> _Instructions to follow_: In the entries below, what are the lines from the one containing "Expected behaviour: for every instance of the dog's right" through the one containing "x=449 y=117"? Copy them out again word for word, both ends included, and nothing else.

Excerpts of location labeling entries
↓↓↓

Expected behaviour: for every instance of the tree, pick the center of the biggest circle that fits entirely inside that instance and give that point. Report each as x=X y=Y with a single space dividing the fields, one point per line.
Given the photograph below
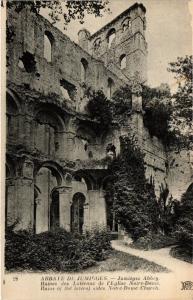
x=184 y=226
x=158 y=108
x=181 y=119
x=134 y=200
x=99 y=108
x=67 y=9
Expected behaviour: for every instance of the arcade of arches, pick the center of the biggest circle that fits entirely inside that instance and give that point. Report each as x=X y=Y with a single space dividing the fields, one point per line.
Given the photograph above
x=41 y=193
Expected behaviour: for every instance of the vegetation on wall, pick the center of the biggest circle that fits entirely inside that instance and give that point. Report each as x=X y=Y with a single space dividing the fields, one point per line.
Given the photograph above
x=54 y=251
x=134 y=199
x=184 y=227
x=121 y=104
x=99 y=108
x=158 y=108
x=66 y=10
x=182 y=109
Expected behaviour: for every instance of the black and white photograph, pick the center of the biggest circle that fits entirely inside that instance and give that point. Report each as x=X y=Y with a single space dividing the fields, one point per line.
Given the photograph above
x=97 y=188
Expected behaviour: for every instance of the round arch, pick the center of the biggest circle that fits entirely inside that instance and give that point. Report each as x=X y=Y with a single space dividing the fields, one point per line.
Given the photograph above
x=77 y=212
x=55 y=168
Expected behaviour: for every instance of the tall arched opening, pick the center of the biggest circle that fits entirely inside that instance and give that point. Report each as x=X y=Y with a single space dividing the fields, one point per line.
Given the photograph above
x=77 y=213
x=46 y=198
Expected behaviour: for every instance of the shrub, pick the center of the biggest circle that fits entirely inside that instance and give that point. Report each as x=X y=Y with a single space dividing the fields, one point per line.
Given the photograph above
x=99 y=108
x=184 y=227
x=56 y=251
x=134 y=199
x=154 y=241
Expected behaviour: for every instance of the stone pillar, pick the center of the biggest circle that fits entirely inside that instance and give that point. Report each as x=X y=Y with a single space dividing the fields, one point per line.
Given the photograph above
x=86 y=225
x=65 y=200
x=83 y=39
x=97 y=209
x=137 y=112
x=24 y=210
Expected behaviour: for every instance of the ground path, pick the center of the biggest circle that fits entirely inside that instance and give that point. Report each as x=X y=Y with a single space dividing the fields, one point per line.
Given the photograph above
x=160 y=257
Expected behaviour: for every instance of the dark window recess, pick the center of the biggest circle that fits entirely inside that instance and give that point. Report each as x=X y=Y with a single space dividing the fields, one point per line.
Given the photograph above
x=68 y=89
x=111 y=148
x=90 y=155
x=28 y=61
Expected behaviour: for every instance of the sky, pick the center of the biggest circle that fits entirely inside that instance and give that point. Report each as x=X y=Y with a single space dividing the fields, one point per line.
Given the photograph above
x=168 y=33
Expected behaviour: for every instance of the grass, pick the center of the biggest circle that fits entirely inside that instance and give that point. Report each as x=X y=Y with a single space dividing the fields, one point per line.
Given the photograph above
x=120 y=261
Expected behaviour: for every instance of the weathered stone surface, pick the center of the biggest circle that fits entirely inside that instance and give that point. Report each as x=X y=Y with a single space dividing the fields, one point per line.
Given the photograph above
x=49 y=137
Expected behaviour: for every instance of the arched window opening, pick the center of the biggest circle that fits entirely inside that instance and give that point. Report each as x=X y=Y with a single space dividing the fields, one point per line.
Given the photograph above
x=84 y=68
x=68 y=89
x=97 y=44
x=112 y=221
x=48 y=43
x=46 y=198
x=27 y=62
x=123 y=62
x=54 y=211
x=48 y=126
x=111 y=36
x=77 y=213
x=11 y=116
x=126 y=24
x=110 y=88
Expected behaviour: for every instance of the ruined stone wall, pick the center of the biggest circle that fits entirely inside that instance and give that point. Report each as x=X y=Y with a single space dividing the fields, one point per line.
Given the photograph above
x=129 y=40
x=48 y=137
x=180 y=172
x=65 y=65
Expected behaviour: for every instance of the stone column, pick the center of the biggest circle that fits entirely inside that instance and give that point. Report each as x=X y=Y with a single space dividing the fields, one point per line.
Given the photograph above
x=86 y=225
x=10 y=202
x=24 y=210
x=24 y=194
x=97 y=209
x=65 y=200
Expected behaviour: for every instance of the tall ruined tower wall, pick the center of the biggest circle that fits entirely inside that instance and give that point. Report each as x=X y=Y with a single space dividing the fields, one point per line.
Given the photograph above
x=121 y=44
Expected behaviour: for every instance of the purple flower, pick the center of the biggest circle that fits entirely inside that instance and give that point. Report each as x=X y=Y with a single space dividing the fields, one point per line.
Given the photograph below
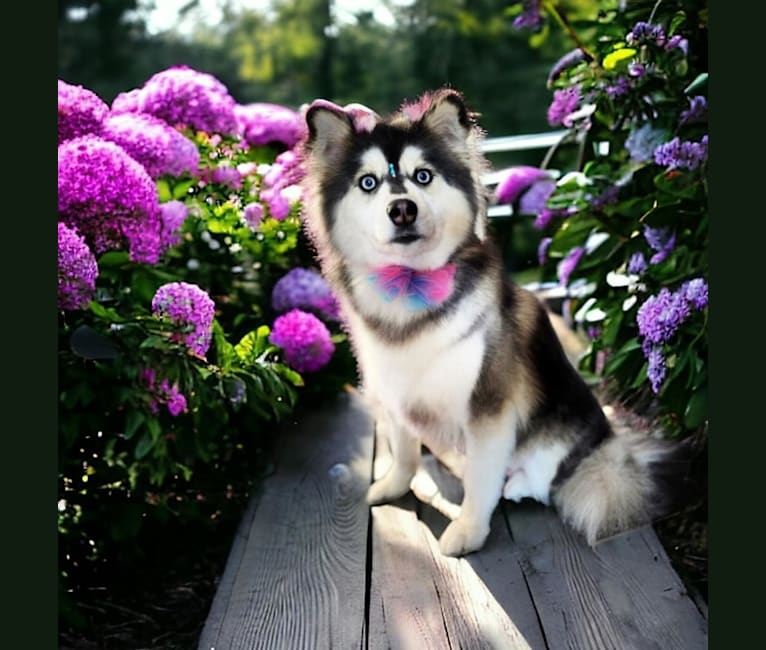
x=656 y=370
x=533 y=200
x=542 y=249
x=697 y=111
x=163 y=393
x=637 y=264
x=186 y=97
x=678 y=154
x=160 y=148
x=173 y=214
x=678 y=41
x=565 y=102
x=519 y=179
x=305 y=340
x=660 y=316
x=108 y=197
x=569 y=60
x=81 y=112
x=286 y=170
x=662 y=240
x=568 y=264
x=304 y=289
x=77 y=270
x=642 y=142
x=190 y=309
x=262 y=123
x=225 y=174
x=644 y=32
x=696 y=292
x=530 y=17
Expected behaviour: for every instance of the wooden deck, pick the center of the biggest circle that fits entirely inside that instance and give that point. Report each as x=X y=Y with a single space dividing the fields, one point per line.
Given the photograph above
x=312 y=567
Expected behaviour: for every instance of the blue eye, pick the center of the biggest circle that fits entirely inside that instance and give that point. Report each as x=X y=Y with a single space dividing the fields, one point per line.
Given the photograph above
x=368 y=182
x=423 y=176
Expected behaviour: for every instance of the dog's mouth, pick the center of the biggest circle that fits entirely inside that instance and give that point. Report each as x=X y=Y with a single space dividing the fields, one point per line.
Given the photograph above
x=406 y=238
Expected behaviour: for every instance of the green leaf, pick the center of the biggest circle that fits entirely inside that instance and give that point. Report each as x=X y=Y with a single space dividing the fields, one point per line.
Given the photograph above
x=163 y=190
x=180 y=190
x=694 y=86
x=144 y=446
x=696 y=410
x=133 y=420
x=112 y=259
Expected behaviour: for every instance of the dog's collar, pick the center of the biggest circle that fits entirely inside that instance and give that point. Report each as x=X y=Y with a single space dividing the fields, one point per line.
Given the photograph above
x=421 y=289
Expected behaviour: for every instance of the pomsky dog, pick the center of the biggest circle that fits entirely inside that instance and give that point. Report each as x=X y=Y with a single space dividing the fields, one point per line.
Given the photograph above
x=451 y=353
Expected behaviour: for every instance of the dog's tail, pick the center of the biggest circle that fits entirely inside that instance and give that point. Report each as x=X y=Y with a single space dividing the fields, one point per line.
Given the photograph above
x=629 y=480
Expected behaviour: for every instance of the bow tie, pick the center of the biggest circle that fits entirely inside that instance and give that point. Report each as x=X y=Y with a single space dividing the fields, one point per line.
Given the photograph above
x=419 y=288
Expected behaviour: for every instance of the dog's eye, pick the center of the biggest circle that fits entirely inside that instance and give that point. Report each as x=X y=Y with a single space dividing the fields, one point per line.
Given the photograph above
x=368 y=182
x=423 y=176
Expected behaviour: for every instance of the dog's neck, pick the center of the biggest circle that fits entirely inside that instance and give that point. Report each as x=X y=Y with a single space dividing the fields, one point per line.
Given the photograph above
x=418 y=289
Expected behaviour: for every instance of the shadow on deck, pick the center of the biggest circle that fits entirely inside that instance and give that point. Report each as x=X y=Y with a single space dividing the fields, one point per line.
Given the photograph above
x=312 y=567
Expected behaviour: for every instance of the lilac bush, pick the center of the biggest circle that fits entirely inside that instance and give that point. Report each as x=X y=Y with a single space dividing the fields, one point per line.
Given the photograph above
x=173 y=232
x=628 y=231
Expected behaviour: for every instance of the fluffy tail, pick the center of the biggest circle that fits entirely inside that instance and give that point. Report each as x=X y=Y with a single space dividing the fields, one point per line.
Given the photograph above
x=631 y=479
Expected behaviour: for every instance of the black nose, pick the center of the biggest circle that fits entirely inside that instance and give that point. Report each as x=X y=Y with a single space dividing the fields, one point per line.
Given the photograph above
x=402 y=212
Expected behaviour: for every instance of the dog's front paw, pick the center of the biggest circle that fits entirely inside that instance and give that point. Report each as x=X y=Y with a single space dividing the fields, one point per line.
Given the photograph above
x=387 y=489
x=462 y=537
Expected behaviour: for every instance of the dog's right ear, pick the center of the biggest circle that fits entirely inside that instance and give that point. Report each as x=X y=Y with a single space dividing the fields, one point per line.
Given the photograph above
x=329 y=128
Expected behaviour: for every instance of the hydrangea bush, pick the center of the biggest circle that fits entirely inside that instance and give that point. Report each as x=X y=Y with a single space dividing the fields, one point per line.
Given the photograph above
x=190 y=319
x=626 y=232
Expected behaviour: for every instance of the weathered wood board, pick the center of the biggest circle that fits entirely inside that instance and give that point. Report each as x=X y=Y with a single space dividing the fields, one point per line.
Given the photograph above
x=311 y=569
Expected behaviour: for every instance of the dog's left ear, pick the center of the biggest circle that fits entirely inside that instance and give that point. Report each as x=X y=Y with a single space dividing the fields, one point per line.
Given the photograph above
x=449 y=117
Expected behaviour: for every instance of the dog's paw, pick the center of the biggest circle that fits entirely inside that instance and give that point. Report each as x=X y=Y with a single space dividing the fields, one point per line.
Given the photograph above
x=386 y=490
x=462 y=537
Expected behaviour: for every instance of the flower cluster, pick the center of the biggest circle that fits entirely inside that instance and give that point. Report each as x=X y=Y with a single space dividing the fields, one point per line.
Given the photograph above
x=190 y=309
x=306 y=289
x=305 y=340
x=108 y=197
x=81 y=112
x=77 y=270
x=262 y=123
x=163 y=392
x=160 y=148
x=182 y=96
x=659 y=319
x=632 y=92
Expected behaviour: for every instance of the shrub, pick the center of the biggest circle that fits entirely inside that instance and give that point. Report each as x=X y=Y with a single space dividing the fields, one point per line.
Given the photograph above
x=627 y=231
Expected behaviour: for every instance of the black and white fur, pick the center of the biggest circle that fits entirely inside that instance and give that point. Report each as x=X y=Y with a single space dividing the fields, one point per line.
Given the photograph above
x=483 y=372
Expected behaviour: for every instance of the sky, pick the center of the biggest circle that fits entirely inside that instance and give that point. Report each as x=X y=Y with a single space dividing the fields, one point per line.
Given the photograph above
x=165 y=15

↑↑↑

> _Task result_:
Expected behaviour: for every instance of the dog's right ear, pick the center of the biggest circle that fits entirely inside that instance and give that point. Report each as x=X y=Y with a single space dividing the fields, one point per line.
Given the photograph above
x=329 y=128
Expected behaviour: for every instance of the hydrangea bush, pick the center of the biggest circle that fits entirely inside that instance and give that point. Report each as x=X y=Y with a single space dividing the fields, one point per line.
Given the photograph above
x=190 y=319
x=626 y=232
Expected behaviour: for every instance of the weathered wood board, pick the center of the biggest circle that fits entirely inside that instance and give that point. Report each as x=X y=Y with a single space dividing the fields, one point per line.
Given the photograph above
x=311 y=569
Expected behaviour: for every instance of the dog's left ear, pick the center of the biggest circle that fits entirely inside that instance and give that point. Report each as x=X y=Y with a single space dividing the fields, one point per line.
Given the photograph above
x=449 y=117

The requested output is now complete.